TASK TO CARRY OUT = Reproduce the records below exactly, but only between the lines holding "Target: dirt trail on hillside" and "Task: where can the recorder", inclusive.

DATASET EXCERPTS =
══════

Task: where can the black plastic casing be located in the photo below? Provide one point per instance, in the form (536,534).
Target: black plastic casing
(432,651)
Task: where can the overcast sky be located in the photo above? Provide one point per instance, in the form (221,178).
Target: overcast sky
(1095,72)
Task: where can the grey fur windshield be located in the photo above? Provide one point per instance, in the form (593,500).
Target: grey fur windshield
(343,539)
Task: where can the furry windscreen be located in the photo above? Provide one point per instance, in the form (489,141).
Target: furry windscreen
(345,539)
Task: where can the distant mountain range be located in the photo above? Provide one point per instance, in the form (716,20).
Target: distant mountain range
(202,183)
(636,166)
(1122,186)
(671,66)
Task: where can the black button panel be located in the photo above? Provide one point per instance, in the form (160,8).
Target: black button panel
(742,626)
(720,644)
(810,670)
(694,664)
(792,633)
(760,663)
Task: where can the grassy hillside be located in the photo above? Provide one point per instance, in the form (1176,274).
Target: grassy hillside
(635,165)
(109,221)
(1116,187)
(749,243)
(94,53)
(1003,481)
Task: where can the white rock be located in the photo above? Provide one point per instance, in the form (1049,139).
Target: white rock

══════

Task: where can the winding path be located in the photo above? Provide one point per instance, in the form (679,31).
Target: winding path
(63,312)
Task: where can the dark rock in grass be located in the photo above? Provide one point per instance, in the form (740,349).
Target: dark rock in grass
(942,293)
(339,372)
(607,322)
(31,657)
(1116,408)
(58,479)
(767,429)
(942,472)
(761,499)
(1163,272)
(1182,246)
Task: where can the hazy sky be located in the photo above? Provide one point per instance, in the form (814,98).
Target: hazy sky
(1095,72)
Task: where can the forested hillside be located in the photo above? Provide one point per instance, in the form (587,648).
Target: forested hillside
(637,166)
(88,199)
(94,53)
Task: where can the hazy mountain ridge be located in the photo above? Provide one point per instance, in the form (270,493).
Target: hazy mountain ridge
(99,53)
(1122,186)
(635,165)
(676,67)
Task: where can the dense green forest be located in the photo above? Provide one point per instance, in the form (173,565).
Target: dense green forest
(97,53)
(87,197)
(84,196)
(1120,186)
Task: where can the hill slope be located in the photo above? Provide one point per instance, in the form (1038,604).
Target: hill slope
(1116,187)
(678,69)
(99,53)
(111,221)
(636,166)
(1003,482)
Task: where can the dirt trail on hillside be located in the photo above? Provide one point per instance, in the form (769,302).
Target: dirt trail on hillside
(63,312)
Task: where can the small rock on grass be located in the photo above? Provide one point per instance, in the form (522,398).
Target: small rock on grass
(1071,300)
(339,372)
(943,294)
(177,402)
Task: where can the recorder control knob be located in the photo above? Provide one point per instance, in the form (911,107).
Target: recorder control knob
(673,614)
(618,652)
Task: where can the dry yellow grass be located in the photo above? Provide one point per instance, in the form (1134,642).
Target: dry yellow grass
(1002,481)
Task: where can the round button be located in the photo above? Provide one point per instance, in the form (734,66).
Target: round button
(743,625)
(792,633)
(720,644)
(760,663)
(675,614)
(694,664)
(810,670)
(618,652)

══════

SOLUTION =
Target: dirt trail on hillside
(63,312)
Task: where can the small rock on grass be located in the photo above? Provide one point per instance, in the form (522,398).
Target: small rock on grass
(1071,300)
(339,372)
(943,294)
(177,402)
Task: where can the recorder control knob be located in the photo above? Provide one point per instance, in the form (911,107).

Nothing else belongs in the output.